## Assignment:
Exclude all pictures. Then restate, word for word, the entries from the first line through the line that contains "form [(212, 82)].".

## Supplied data:
--- --- ---
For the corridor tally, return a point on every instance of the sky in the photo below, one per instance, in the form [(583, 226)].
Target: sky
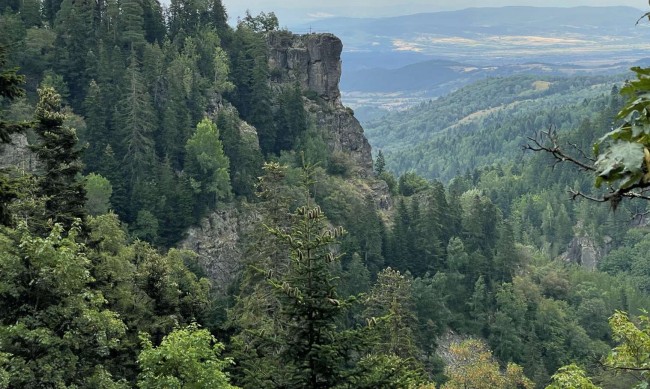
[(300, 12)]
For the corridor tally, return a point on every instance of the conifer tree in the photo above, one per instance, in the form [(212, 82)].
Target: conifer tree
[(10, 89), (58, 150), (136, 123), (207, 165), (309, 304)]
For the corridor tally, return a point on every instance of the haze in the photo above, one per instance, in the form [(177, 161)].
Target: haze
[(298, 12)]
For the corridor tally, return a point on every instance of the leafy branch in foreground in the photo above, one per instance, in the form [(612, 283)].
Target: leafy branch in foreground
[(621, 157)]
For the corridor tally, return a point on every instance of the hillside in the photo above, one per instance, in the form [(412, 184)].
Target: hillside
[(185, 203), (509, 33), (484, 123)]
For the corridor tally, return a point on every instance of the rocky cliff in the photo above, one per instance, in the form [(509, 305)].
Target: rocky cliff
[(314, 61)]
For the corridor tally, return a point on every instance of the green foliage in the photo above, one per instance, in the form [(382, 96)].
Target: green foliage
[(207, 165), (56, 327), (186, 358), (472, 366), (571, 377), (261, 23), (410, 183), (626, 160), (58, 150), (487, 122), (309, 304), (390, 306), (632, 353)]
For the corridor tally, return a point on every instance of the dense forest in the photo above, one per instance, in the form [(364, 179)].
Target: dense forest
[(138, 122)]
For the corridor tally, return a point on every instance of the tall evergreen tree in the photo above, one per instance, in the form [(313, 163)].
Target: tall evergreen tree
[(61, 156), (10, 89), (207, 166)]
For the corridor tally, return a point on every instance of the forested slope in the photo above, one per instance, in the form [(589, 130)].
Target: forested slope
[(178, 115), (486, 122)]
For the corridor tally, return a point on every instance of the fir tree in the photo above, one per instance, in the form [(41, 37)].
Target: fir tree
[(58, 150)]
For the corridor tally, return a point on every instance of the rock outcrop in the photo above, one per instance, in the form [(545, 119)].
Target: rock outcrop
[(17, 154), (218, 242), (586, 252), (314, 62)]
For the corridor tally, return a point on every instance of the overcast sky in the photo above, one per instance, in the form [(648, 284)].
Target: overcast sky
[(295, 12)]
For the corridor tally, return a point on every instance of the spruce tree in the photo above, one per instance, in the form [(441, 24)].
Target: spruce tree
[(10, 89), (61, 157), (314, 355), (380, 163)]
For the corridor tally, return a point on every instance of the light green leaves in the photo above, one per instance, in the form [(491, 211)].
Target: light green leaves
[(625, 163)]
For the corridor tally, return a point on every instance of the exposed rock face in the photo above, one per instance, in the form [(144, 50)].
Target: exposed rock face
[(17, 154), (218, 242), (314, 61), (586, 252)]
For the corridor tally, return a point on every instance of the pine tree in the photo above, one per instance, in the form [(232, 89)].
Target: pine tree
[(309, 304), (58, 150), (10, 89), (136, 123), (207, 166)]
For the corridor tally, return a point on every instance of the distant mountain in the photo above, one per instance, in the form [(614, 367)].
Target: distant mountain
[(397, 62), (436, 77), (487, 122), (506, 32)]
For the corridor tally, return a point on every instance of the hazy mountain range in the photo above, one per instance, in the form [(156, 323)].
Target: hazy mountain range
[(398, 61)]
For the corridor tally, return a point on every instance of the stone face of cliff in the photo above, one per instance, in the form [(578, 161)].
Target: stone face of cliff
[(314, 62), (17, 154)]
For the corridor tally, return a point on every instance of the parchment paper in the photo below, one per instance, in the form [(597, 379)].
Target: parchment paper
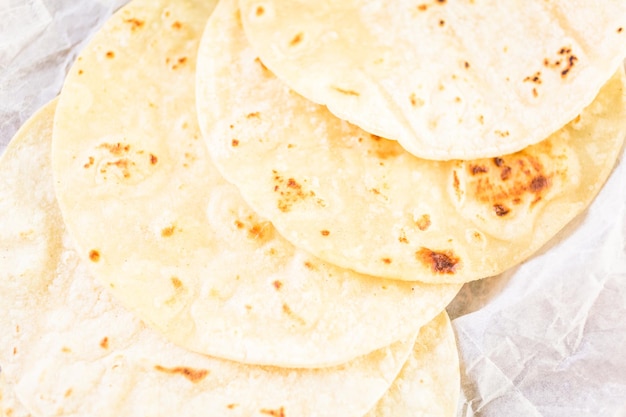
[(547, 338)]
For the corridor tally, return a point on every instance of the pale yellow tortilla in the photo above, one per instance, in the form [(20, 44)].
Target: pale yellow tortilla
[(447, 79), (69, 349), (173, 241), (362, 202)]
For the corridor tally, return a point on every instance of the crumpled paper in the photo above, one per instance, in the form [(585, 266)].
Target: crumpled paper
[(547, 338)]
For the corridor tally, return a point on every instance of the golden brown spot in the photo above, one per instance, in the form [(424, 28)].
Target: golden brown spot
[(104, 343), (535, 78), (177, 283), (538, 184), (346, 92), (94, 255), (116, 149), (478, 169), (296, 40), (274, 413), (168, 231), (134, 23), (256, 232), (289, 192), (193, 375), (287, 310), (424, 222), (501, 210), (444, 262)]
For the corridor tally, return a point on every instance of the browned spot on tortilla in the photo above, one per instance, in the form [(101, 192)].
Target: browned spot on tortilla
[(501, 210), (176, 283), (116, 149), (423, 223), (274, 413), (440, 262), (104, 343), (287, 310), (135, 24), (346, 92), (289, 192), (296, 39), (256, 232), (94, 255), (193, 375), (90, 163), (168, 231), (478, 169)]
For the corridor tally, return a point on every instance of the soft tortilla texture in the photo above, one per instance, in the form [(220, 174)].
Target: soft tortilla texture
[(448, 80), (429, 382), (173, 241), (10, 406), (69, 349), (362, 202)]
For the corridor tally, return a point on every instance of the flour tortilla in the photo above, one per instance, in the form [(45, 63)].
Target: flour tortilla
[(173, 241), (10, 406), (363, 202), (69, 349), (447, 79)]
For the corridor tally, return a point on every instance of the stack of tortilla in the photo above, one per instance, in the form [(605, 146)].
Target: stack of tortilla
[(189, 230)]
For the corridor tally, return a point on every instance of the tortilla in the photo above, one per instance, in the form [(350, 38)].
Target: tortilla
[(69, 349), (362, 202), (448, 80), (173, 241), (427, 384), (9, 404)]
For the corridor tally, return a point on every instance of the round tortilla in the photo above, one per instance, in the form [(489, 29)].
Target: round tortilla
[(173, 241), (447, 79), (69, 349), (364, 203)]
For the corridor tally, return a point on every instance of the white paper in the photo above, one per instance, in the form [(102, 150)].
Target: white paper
--- --- ---
## Output below:
For the corridor tally, return a point on every instance of the sky in the photo below, one per instance, in the form [(583, 226)].
Target: sky
[(300, 12)]
For the corridor tally, return a point on every instance of the conifer tree in the photo above, one per instance, in the form [(212, 82)].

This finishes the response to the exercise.